Extract to read |
▼

As Daniel Huber pointed out, you have a typo in bcs. I noticed that your eq2 specifies $\rho(r,t)$ as a function of f[t] and r, so I used Solve to get an expression for $\rho(r,t)$ and applied the solution to eq1, replacing the $\rho(r,t)$ term with the solution from eq2 in terms of f,f',r - but leaving the $\rho$ derivatives untouched, as well as the boundary conditions.

That took care of the first problem but now I ran into a new one - the exponential in your boundary condition has a huge value for large r, and you get a numerical underflow.

While thinking about this, I looked at a suggestion made by Ulrich Neumann to try solving eq1 for f[t] in terms of rho and replacing f[t],f'[t] everywhere. Sort of the inverse of what I did previously. The problem is that the boundary conditions get hopelessly tangled and I see no way to translate the result into the relatively simple f(1) = 1 specified. So I resumed trying to make progress with what I had originally.

The comment under the question about f,rho requiring the same arguments is correct; the easy way to see this is to try DSolve without boundary conditions. It complains and points to the appropriate documentation page to explain the message. I rewrote the equation and added a term to have the r-derivative of f be 0. I also split the "R" into r0 (where to center the Gaussian initially), and rtmax - the maximum value for the t,r grid. I also renamed the variables sigma and rho because I got weary of hitting escape to type Greek letters, and they don't come out well when I try to paste code here anyway, and made some formatting changes to reduce the number of parenthesis.

I made some changes to your initial condition for rho. One earlier problem was that you had inconsistent boundary conditions, which caused NDSolve to bail and return unevaluated. You specified rho[r,0] to be a Gaussian, but also stipulate that rho[rtMax,t] == 0. What happens at {r,t} = {rtMax,0}? Both conditions apply at that point, and they're not consistent; the Gaussian is small, but not zero. If you have an inconsistency in your bc's at even one point, NDSolve issues a message and exits. I wrapped your Gaussian in an If statement and force it to zero beyond some distance from r0. This may lead to a small discontinuity, but it shouldn't have too much effect.

▲

Point annotation records:
▼

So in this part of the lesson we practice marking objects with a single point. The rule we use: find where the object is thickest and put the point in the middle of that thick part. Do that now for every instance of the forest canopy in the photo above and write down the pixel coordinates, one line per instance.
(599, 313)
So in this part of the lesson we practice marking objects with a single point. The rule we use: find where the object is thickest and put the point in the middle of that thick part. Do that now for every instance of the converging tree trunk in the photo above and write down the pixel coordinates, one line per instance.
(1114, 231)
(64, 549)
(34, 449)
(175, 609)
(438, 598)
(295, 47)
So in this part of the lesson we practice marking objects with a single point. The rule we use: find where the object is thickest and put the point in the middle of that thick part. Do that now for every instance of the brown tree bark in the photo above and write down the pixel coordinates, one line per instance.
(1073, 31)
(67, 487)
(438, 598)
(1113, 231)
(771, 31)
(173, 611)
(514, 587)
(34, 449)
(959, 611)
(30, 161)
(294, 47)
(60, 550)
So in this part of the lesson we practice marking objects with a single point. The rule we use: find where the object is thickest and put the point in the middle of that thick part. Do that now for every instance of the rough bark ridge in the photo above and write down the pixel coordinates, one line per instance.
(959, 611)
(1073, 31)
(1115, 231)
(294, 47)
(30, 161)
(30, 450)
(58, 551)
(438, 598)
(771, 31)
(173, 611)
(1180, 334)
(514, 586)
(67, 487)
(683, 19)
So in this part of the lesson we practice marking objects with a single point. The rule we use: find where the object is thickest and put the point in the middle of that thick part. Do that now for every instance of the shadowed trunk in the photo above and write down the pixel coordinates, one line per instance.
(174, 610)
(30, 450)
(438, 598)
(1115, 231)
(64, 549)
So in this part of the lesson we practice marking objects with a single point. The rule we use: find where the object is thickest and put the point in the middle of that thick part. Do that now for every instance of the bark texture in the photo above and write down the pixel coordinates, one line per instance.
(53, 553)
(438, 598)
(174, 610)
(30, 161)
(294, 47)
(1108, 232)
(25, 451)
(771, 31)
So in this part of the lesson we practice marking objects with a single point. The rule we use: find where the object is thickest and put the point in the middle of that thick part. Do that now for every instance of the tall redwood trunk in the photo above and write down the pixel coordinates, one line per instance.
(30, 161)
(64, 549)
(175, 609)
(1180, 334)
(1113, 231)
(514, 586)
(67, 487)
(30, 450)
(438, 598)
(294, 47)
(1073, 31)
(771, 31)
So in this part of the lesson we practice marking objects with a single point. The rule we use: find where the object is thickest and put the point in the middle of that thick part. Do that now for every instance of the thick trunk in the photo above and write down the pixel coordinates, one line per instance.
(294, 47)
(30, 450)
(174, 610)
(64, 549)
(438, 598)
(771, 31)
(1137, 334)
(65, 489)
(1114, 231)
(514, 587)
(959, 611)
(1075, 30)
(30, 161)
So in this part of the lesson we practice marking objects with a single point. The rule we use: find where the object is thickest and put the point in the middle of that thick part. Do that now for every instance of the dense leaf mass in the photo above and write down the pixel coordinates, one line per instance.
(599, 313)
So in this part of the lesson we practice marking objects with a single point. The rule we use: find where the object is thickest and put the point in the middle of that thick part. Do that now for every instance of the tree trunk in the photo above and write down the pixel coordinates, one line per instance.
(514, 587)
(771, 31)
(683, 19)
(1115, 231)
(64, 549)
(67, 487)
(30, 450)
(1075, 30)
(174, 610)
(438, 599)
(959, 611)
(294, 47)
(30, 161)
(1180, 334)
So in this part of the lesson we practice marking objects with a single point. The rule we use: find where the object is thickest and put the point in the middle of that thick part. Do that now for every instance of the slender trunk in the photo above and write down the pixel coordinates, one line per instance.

▲

Exercise directions |
Answer these questions using the forum reply:
1. Which function did the writer use to get an expression for $\rho(r,t)$ from eq2?
2. What issue does the exponential in the boundary condition cause for large r?
3. Into which two quantities did the writer split "R"?
The material has no connection to the text about solving the equations.

Output below |
1. Solve.
2. It gives a numerical underflow.
3. r0, where the Gaussian is initially centered, and rtmax, the maximum value for the t,r grid.